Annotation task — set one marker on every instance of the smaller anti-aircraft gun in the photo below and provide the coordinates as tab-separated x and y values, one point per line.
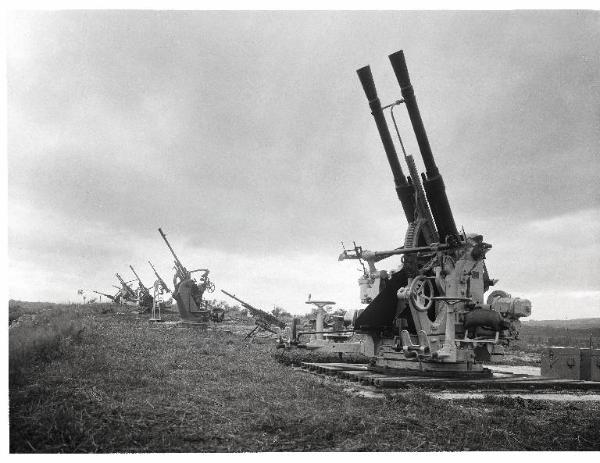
189	293
127	293
263	320
145	300
329	331
160	289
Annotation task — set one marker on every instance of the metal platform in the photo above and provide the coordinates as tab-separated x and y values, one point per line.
501	380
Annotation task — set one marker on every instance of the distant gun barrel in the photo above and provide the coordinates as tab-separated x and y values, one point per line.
160	280
125	286
433	183
404	189
112	298
138	278
257	313
184	274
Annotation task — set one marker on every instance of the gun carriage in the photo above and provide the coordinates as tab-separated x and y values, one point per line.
189	293
329	331
430	315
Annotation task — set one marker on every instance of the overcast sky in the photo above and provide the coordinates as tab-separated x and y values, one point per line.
247	137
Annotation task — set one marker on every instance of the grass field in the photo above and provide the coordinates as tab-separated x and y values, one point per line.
109	382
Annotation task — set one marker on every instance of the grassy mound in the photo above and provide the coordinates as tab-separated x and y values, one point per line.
127	385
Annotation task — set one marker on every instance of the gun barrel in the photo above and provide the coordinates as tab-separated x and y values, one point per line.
103	294
257	313
169	245
433	184
404	190
136	275
160	280
245	304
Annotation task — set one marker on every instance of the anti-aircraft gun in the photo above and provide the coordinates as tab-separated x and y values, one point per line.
430	315
263	320
189	293
126	292
145	299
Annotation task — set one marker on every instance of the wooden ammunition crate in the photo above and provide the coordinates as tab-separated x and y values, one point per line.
590	364
561	362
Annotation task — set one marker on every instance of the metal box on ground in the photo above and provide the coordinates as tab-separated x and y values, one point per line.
561	362
590	364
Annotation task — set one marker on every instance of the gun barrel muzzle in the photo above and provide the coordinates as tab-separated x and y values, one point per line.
404	190
434	183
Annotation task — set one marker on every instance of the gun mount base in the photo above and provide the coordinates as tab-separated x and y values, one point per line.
501	379
430	369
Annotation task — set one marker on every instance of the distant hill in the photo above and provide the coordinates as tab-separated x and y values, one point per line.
575	323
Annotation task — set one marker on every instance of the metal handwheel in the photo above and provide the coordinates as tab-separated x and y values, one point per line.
210	286
421	293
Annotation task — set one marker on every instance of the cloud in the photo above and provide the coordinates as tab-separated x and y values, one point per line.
247	135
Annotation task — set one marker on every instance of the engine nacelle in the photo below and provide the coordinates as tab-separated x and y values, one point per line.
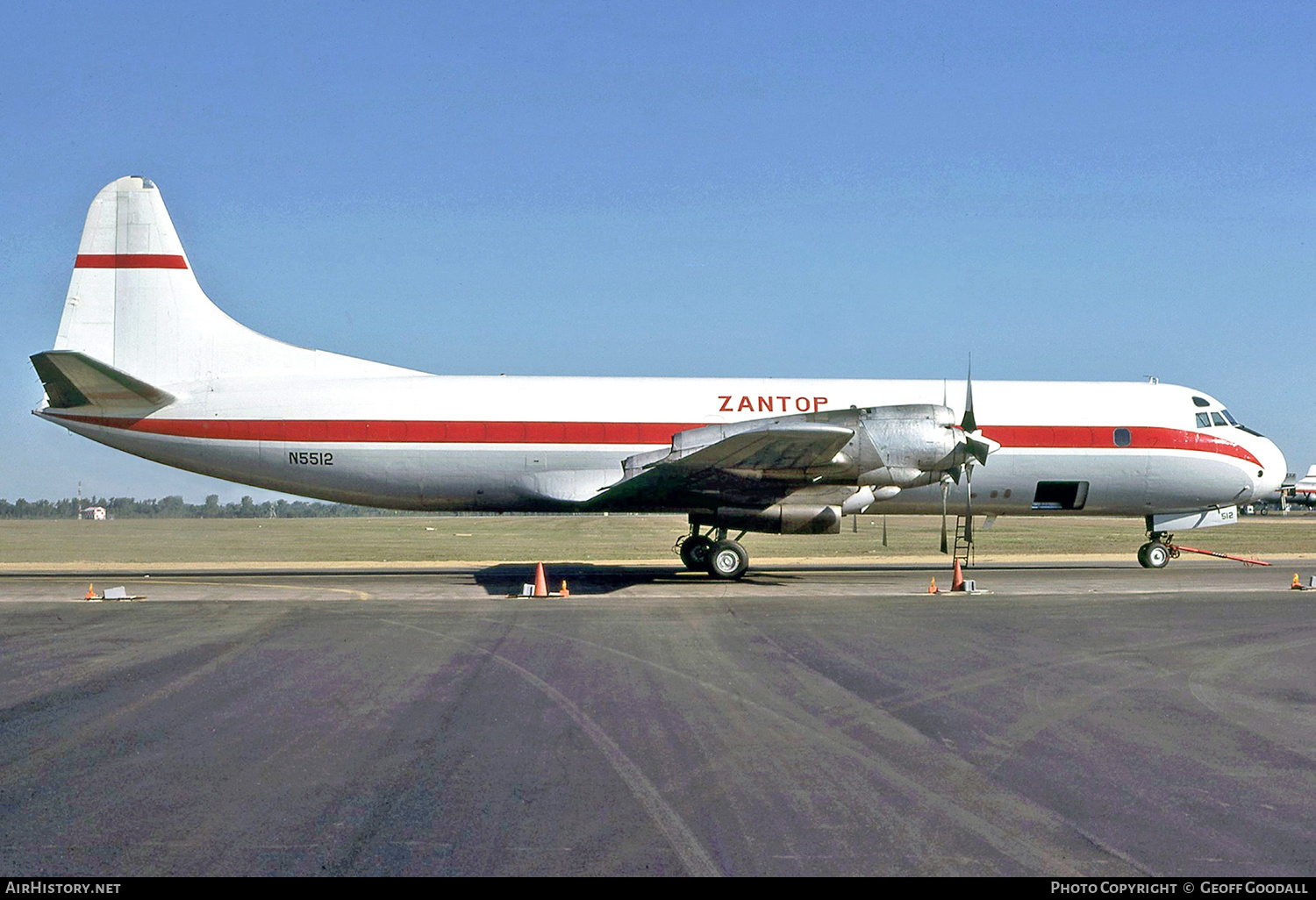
778	518
907	444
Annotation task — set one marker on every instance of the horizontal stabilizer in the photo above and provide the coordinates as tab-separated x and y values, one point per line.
74	379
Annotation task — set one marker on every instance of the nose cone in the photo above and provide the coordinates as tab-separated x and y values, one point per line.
1273	470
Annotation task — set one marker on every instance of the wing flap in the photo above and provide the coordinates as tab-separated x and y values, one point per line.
755	466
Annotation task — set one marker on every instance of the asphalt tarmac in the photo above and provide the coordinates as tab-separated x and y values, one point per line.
1076	720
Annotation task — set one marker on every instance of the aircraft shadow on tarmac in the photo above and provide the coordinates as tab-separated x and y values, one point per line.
504	579
583	579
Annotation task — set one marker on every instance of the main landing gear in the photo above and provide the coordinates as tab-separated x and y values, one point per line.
1158	552
720	557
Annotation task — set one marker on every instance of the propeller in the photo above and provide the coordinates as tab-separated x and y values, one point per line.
945	487
973	446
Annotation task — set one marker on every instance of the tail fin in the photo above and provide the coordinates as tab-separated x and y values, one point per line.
134	304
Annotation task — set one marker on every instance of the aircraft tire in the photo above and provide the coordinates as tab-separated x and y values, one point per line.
694	552
728	561
1158	555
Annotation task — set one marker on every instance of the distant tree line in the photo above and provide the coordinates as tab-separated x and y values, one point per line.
174	507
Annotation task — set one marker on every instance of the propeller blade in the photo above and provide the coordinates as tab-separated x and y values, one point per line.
969	423
969	504
978	450
945	487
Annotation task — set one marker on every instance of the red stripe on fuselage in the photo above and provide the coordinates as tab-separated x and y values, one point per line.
397	432
129	261
1065	437
1074	437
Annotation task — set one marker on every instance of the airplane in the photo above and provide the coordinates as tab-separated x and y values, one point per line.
145	362
1305	489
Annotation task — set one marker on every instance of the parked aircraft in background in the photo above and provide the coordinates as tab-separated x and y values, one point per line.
1305	489
147	363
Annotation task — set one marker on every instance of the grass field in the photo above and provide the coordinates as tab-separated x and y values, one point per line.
586	539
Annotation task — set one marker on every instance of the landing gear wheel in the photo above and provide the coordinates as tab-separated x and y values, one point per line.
728	561
694	552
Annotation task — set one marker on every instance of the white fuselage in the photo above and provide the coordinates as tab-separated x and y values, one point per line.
405	439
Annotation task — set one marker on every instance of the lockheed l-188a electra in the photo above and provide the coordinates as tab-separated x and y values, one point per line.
147	363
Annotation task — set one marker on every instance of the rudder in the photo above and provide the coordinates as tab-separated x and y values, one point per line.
133	302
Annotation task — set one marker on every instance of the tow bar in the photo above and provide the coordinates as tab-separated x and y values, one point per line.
1176	549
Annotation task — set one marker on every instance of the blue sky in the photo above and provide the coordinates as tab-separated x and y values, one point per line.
873	189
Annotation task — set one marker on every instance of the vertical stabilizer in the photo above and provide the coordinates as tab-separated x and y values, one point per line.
134	304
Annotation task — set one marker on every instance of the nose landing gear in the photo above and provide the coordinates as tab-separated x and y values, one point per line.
1158	552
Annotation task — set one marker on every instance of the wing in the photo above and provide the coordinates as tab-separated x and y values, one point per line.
742	465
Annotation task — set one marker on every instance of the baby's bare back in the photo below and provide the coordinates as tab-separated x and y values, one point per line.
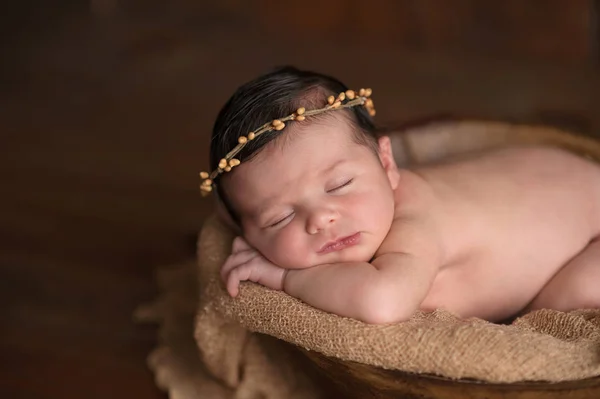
509	219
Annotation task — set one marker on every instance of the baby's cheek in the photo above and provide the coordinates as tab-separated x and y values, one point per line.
291	248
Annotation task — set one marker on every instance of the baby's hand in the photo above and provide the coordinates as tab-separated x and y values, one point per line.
246	263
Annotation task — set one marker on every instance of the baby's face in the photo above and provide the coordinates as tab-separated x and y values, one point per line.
317	198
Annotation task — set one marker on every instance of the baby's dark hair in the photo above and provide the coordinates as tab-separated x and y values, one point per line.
271	96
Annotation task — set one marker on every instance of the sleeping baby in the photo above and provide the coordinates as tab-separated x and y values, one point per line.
324	213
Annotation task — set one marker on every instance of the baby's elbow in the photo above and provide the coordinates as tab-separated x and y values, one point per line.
378	308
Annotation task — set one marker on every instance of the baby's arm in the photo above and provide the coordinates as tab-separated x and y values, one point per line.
387	290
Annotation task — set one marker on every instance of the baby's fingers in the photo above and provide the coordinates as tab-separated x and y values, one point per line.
235	260
239	244
240	273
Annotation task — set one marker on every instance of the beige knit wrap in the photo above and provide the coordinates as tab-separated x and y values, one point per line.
541	346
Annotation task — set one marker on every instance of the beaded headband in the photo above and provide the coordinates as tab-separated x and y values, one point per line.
345	99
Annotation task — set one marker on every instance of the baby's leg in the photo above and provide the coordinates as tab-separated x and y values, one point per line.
575	286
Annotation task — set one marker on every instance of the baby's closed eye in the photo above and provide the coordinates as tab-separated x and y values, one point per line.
340	186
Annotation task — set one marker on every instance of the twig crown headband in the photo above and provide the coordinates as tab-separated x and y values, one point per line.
347	99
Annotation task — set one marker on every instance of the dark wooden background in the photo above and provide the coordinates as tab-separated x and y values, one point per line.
106	108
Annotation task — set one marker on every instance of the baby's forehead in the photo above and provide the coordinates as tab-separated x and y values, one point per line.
314	132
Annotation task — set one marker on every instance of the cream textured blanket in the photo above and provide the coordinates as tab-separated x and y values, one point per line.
541	346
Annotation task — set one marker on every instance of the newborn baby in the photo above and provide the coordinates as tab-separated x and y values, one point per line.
325	214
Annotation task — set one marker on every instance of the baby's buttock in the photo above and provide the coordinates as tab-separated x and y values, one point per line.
516	236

(WHAT TO WORK ON): Can you give the lines from the one containing "of the newborn" through the end of the records as a Markdown table with the columns Row and Line, numbering each line and leaving out any blank ones?

(RESPONSE):
| Row | Line |
|---|---|
| 1 | Annotation task — set one marker on every instance of the newborn baby in the photo above and provide the coordinates as tab-separated x and y values, one point per line. |
| 2 | 325	214 |
| 3 | Annotation task — set one marker on every instance of the baby's buttock in the photo above and provide the coordinates as tab-separated x and y values, one point per line. |
| 4 | 516	236 |